(Location identification items)
_____

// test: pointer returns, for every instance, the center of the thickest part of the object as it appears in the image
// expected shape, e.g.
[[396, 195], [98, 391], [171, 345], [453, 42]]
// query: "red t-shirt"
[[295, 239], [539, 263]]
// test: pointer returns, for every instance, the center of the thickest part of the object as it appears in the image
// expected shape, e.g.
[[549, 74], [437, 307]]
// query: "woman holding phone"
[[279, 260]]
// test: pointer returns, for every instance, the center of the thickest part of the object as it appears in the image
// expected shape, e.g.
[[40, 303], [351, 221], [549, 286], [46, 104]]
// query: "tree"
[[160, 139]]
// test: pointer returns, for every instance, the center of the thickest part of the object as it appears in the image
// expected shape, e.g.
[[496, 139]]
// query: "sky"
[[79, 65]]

_____

Problem —
Copy out every record above word for word, line by line.

Correct output —
// test: pointer returns, for every instance, the center of the thickest part of the object as it appears in the image
// expected shape, e.g.
[[396, 195], [98, 391], [171, 345], [453, 42]]
// query: "red t-shirt"
[[295, 239], [539, 263]]
// test: pointer returns, for every instance, the center of the thickest part of the object as it appears in the image
// expected shape, e.g.
[[549, 74], [437, 307]]
// query: "woman holding phone"
[[279, 260]]
// test: pointer returns, for every instance, the center of the thickest part of the object as it appears in the image
// expected shape, e.g.
[[40, 303], [351, 221], [549, 286], [46, 104]]
// query: "tree"
[[160, 139]]
// test: pointer returns, for every instance, the center of the thickest part of the object as it appears in the image
// expected shape, e.g.
[[496, 139]]
// query: "sky"
[[79, 65]]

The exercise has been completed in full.